## [Set task]
Write out the records word for word, starting at the line that contains "Draw the outline of every instance of the person" and ending at the line that contains "96], [109, 97]]", and leave the pictures out of your answer.

## [Material provided]
·····

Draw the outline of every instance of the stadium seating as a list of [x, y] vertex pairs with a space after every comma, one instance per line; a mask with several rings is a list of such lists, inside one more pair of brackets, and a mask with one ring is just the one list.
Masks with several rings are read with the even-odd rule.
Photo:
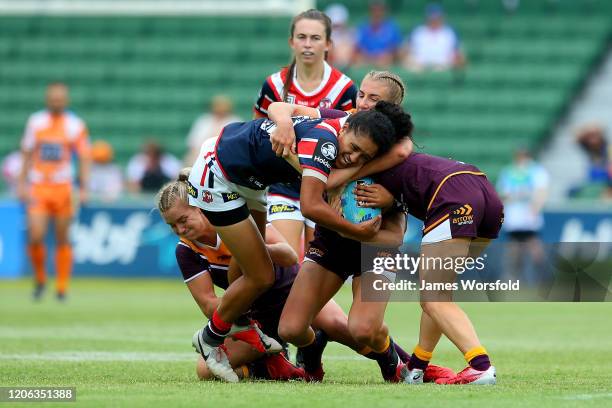
[[[426, 2], [388, 3], [407, 33]], [[353, 22], [366, 17], [366, 0], [347, 4]], [[444, 4], [468, 67], [394, 70], [408, 85], [417, 143], [495, 174], [514, 147], [538, 146], [563, 114], [605, 49], [612, 2], [521, 2], [514, 15], [499, 1]], [[576, 16], [588, 24], [576, 24]], [[229, 94], [239, 115], [252, 115], [265, 76], [289, 61], [288, 26], [288, 17], [2, 16], [0, 157], [18, 147], [27, 115], [43, 107], [44, 87], [54, 80], [71, 86], [72, 106], [120, 162], [149, 137], [182, 156], [185, 135], [213, 94]], [[348, 73], [358, 82], [367, 70]]]

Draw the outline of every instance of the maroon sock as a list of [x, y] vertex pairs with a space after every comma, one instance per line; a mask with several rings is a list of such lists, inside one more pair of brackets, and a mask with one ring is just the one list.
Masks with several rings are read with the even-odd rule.
[[410, 356], [410, 360], [408, 361], [409, 370], [418, 368], [419, 370], [425, 371], [428, 365], [429, 365], [429, 361], [421, 360], [414, 353], [412, 353], [412, 355]]
[[487, 354], [481, 354], [470, 360], [470, 367], [478, 371], [487, 371], [491, 367], [491, 361]]
[[399, 346], [399, 344], [397, 343], [393, 343], [395, 345], [395, 351], [397, 352], [397, 355], [400, 356], [400, 360], [402, 360], [402, 363], [407, 363], [408, 360], [410, 360], [410, 354], [406, 353], [406, 351], [401, 348]]

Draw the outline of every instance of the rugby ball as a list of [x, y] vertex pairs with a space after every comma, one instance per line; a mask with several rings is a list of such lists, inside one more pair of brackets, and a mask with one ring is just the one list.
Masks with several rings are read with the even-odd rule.
[[370, 177], [365, 177], [363, 179], [350, 182], [347, 184], [341, 196], [342, 216], [353, 224], [369, 221], [381, 214], [380, 208], [359, 206], [359, 202], [357, 202], [355, 194], [353, 194], [355, 186], [359, 184], [374, 184], [374, 180]]

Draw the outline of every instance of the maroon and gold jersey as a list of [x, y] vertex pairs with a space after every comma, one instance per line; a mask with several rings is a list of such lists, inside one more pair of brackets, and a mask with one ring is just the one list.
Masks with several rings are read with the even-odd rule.
[[375, 175], [410, 214], [425, 220], [442, 185], [458, 174], [484, 176], [477, 167], [460, 161], [412, 153], [395, 167]]
[[[221, 289], [227, 289], [229, 286], [227, 269], [232, 254], [220, 237], [217, 236], [217, 244], [214, 247], [181, 237], [176, 244], [175, 255], [185, 283], [208, 273], [215, 286]], [[298, 264], [290, 267], [274, 266], [274, 284], [252, 305], [251, 312], [255, 314], [255, 319], [262, 320], [261, 315], [269, 313], [279, 305], [282, 310], [298, 270]]]

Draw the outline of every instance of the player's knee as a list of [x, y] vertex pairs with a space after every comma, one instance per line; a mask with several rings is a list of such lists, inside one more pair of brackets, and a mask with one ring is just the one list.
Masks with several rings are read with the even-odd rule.
[[274, 271], [270, 270], [256, 276], [249, 277], [249, 280], [258, 293], [263, 293], [270, 289], [274, 284]]
[[378, 328], [365, 321], [349, 321], [349, 332], [357, 343], [370, 345], [378, 335]]
[[291, 344], [299, 343], [299, 339], [304, 335], [304, 332], [304, 327], [295, 322], [281, 320], [278, 325], [278, 335], [280, 338]]
[[196, 364], [196, 374], [198, 375], [199, 380], [210, 380], [214, 377], [212, 372], [208, 369], [206, 361], [204, 361], [202, 357], [198, 358], [198, 363]]
[[445, 302], [425, 302], [421, 301], [421, 310], [430, 316], [434, 316], [440, 312]]
[[325, 327], [321, 327], [332, 339], [339, 337], [340, 333], [346, 333], [346, 316], [332, 316], [325, 322]]

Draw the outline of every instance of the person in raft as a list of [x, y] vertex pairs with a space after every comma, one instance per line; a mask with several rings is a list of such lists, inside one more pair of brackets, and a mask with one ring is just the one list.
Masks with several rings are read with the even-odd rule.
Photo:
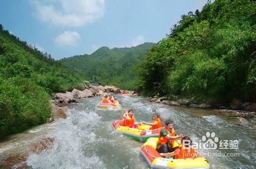
[[157, 129], [158, 128], [162, 127], [162, 121], [160, 118], [159, 114], [154, 114], [152, 116], [152, 123], [147, 123], [143, 121], [142, 121], [141, 122], [142, 124], [152, 126], [150, 128], [151, 130]]
[[112, 103], [111, 101], [110, 101], [108, 97], [108, 95], [105, 95], [103, 98], [103, 100], [101, 101], [101, 103]]
[[199, 156], [191, 146], [192, 142], [190, 138], [185, 136], [181, 139], [182, 146], [179, 147], [175, 151], [167, 153], [160, 153], [162, 156], [174, 156], [174, 159], [184, 159], [188, 158], [197, 158]]
[[133, 109], [131, 109], [127, 113], [127, 109], [125, 109], [123, 113], [121, 115], [122, 118], [124, 121], [124, 126], [131, 128], [138, 128], [138, 125], [141, 124], [140, 123], [135, 123], [135, 119], [133, 114], [134, 111]]
[[159, 134], [157, 150], [163, 153], [173, 152], [178, 148], [173, 147], [174, 140], [182, 137], [182, 134], [176, 135], [174, 129], [174, 123], [170, 120], [167, 120], [165, 122], [165, 126], [162, 128]]
[[109, 100], [111, 102], [111, 103], [115, 103], [115, 99], [114, 99], [114, 97], [112, 96], [112, 95], [110, 95], [110, 96], [109, 97]]

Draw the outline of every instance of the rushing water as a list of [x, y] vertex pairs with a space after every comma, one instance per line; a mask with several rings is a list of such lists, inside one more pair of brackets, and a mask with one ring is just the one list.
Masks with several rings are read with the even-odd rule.
[[30, 148], [31, 143], [47, 136], [54, 137], [51, 149], [41, 154], [31, 154], [29, 167], [52, 168], [147, 168], [139, 150], [142, 143], [114, 130], [111, 121], [120, 119], [124, 108], [133, 108], [137, 121], [151, 121], [155, 112], [163, 121], [172, 119], [176, 132], [199, 142], [206, 132], [215, 132], [219, 139], [236, 139], [239, 149], [199, 150], [200, 153], [238, 153], [240, 157], [206, 157], [212, 168], [253, 168], [255, 166], [255, 127], [234, 122], [210, 110], [172, 107], [150, 102], [143, 97], [116, 96], [121, 103], [117, 110], [96, 108], [101, 98], [85, 98], [69, 108], [68, 117], [53, 123], [34, 127], [11, 136], [0, 143], [0, 158]]

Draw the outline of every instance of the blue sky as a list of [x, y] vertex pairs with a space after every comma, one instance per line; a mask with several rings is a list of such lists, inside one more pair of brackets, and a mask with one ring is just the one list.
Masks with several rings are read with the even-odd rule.
[[0, 24], [59, 59], [157, 42], [207, 0], [1, 0]]

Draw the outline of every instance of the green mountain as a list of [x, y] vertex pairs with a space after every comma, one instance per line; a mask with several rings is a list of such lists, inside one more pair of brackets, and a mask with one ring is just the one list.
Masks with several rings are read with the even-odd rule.
[[255, 101], [255, 3], [216, 0], [181, 16], [141, 64], [145, 93]]
[[83, 79], [0, 24], [0, 138], [45, 122], [50, 94], [81, 87]]
[[135, 67], [154, 45], [144, 43], [131, 48], [113, 49], [102, 47], [90, 55], [76, 55], [59, 62], [90, 80], [134, 90], [138, 77]]

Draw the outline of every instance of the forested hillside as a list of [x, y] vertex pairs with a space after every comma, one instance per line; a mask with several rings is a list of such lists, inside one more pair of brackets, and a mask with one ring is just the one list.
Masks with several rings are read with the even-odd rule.
[[138, 79], [135, 67], [154, 45], [145, 43], [131, 48], [102, 47], [91, 54], [63, 59], [62, 65], [103, 85], [115, 85], [133, 90]]
[[0, 138], [45, 122], [50, 94], [79, 88], [83, 79], [0, 24]]
[[141, 64], [147, 94], [255, 101], [255, 4], [219, 1], [181, 16]]

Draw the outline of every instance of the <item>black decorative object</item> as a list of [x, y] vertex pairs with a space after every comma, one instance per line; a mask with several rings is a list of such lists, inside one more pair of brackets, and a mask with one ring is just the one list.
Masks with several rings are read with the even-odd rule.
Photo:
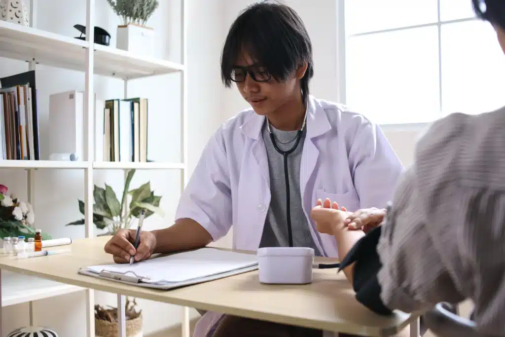
[[[83, 34], [86, 35], [86, 27], [82, 25], [75, 25], [74, 28], [81, 32], [81, 36], [76, 37], [79, 40], [85, 40], [86, 36], [83, 36]], [[94, 43], [104, 45], [109, 45], [111, 43], [111, 34], [107, 32], [107, 31], [99, 27], [94, 27]]]

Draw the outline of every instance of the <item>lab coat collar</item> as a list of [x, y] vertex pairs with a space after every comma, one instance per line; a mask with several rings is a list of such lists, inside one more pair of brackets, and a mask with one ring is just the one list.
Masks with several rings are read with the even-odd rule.
[[[324, 109], [312, 95], [309, 97], [307, 114], [308, 138], [312, 138], [321, 135], [331, 128]], [[261, 134], [266, 118], [253, 112], [240, 126], [242, 133], [254, 139], [257, 139]]]

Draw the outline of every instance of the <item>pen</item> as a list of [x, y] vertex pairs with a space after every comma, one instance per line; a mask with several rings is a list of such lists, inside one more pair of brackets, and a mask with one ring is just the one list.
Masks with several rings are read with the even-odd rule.
[[20, 255], [16, 257], [17, 259], [27, 259], [29, 258], [36, 258], [39, 256], [47, 256], [48, 255], [54, 255], [55, 254], [62, 254], [65, 253], [70, 253], [69, 250], [61, 250], [57, 251], [39, 251], [38, 252], [30, 252], [24, 255]]
[[[138, 248], [138, 244], [140, 243], [140, 231], [142, 230], [142, 224], [144, 222], [144, 216], [145, 215], [145, 211], [144, 210], [142, 210], [142, 212], [140, 212], [140, 216], [138, 218], [138, 226], [137, 227], [137, 234], [135, 235], [135, 245], [134, 247], [135, 247], [135, 250]], [[130, 256], [130, 264], [133, 263], [133, 256]]]

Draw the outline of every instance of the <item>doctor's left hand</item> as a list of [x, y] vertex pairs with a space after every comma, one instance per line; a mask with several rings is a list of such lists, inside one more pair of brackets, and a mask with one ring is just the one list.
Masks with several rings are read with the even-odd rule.
[[352, 214], [347, 212], [345, 207], [339, 209], [338, 204], [327, 199], [323, 202], [321, 199], [317, 201], [315, 207], [311, 212], [311, 216], [316, 223], [318, 231], [323, 234], [333, 235], [335, 231], [343, 229], [344, 221]]

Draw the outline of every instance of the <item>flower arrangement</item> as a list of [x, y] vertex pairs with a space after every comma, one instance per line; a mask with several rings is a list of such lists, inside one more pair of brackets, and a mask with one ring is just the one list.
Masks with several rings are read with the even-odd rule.
[[[35, 235], [35, 213], [29, 203], [20, 201], [13, 193], [9, 195], [9, 188], [0, 184], [0, 237], [27, 237]], [[43, 234], [43, 238], [49, 237]]]
[[[135, 170], [128, 171], [121, 202], [118, 200], [116, 194], [109, 185], [105, 184], [105, 188], [96, 185], [93, 190], [93, 223], [97, 228], [107, 228], [108, 234], [114, 235], [118, 229], [129, 228], [136, 219], [138, 218], [142, 210], [145, 211], [144, 218], [156, 213], [164, 216], [164, 213], [160, 208], [161, 197], [155, 196], [151, 190], [150, 183], [148, 181], [138, 188], [129, 190], [130, 183], [133, 177]], [[130, 199], [128, 204], [128, 199]], [[79, 210], [84, 214], [85, 204], [79, 200]], [[127, 204], [129, 205], [127, 212], [125, 211]], [[67, 224], [83, 225], [84, 219], [81, 219]]]
[[123, 19], [125, 26], [130, 23], [145, 26], [159, 5], [158, 0], [107, 0], [107, 2]]

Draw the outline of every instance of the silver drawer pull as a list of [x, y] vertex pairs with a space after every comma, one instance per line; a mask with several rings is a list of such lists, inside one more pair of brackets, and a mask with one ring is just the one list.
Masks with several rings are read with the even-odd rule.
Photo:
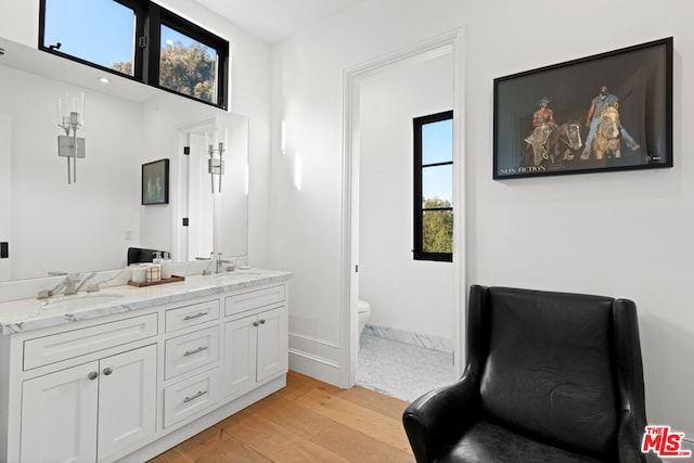
[[202, 352], [203, 350], [207, 350], [207, 349], [209, 349], [209, 347], [201, 346], [201, 347], [198, 347], [197, 349], [187, 350], [187, 351], [183, 353], [183, 357], [189, 357], [189, 356], [192, 356], [192, 355], [197, 353], [197, 352]]
[[187, 397], [187, 398], [184, 398], [184, 399], [183, 399], [183, 403], [188, 403], [188, 402], [190, 402], [191, 400], [195, 400], [195, 399], [197, 399], [198, 397], [204, 396], [205, 394], [207, 394], [207, 391], [206, 391], [206, 390], [198, 390], [196, 395], [194, 395], [194, 396], [192, 396], [192, 397]]

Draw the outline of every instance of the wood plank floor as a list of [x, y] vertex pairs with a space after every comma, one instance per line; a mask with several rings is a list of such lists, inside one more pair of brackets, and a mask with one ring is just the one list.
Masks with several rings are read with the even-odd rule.
[[401, 422], [406, 407], [291, 371], [282, 390], [150, 463], [414, 462]]

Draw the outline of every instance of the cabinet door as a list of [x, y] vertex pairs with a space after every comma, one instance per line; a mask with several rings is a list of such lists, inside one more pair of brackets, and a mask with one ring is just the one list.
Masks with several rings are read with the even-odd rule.
[[288, 366], [288, 327], [286, 308], [268, 310], [258, 316], [258, 364], [256, 381], [261, 382]]
[[99, 459], [152, 436], [156, 420], [156, 345], [99, 362]]
[[99, 362], [25, 381], [21, 461], [97, 460]]
[[256, 383], [257, 319], [256, 316], [245, 317], [224, 325], [224, 396]]

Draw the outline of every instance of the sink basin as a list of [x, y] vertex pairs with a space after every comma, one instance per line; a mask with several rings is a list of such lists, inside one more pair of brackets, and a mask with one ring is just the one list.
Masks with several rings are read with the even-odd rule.
[[232, 272], [221, 272], [213, 274], [214, 278], [230, 278], [230, 276], [246, 276], [246, 275], [259, 275], [260, 273], [249, 270], [234, 270]]
[[117, 293], [87, 293], [63, 296], [61, 298], [48, 299], [41, 305], [41, 310], [70, 310], [83, 309], [86, 307], [99, 306], [115, 303], [125, 295]]

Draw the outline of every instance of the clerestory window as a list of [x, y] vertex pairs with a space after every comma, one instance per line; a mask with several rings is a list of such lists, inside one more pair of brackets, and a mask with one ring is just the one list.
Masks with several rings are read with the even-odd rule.
[[229, 42], [149, 0], [41, 0], [39, 49], [222, 108]]
[[416, 117], [414, 259], [453, 261], [453, 112]]

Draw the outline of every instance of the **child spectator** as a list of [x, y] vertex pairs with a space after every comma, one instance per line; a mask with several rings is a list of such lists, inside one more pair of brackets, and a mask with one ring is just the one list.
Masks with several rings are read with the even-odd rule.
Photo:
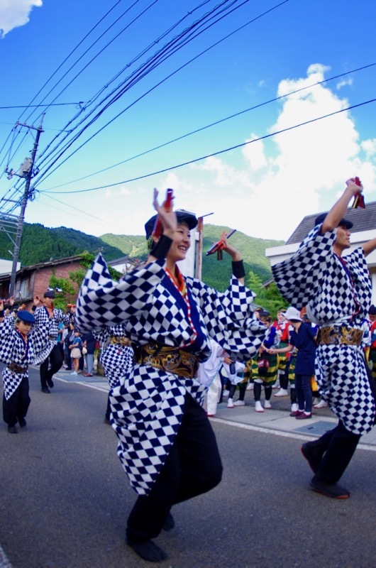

·····

## [Completed task]
Draw the outline of every instance of the person in raft as a list of [x, y] vertex pairs with a space after every comma, one instance per line; a mask with several rings is a list of such lists, inside one more pair of brackets, and a mask with one ring is just the one list.
Masks with several rings are read with the even-odd rule.
Photo:
[[157, 129], [158, 128], [162, 127], [162, 121], [160, 118], [159, 114], [154, 114], [152, 116], [152, 123], [147, 123], [143, 121], [142, 121], [141, 122], [142, 124], [152, 126], [150, 128], [151, 130]]
[[112, 103], [111, 101], [110, 101], [108, 97], [108, 95], [105, 95], [103, 98], [103, 100], [101, 101], [101, 103]]
[[199, 156], [191, 146], [192, 142], [190, 138], [185, 136], [181, 139], [182, 146], [179, 147], [175, 151], [167, 153], [160, 153], [162, 156], [174, 156], [174, 159], [184, 159], [188, 158], [197, 158]]
[[133, 109], [131, 109], [127, 113], [127, 109], [125, 109], [123, 113], [121, 115], [122, 118], [124, 121], [124, 126], [131, 128], [138, 128], [138, 125], [141, 124], [140, 123], [135, 123], [135, 119], [133, 114], [134, 111]]
[[159, 134], [157, 150], [163, 153], [173, 152], [178, 148], [173, 147], [174, 140], [182, 137], [182, 134], [176, 135], [174, 129], [174, 123], [170, 120], [167, 120], [165, 122], [165, 126], [162, 128]]
[[109, 100], [111, 102], [111, 103], [115, 103], [115, 99], [114, 99], [114, 97], [112, 96], [112, 95], [110, 95], [110, 96], [109, 97]]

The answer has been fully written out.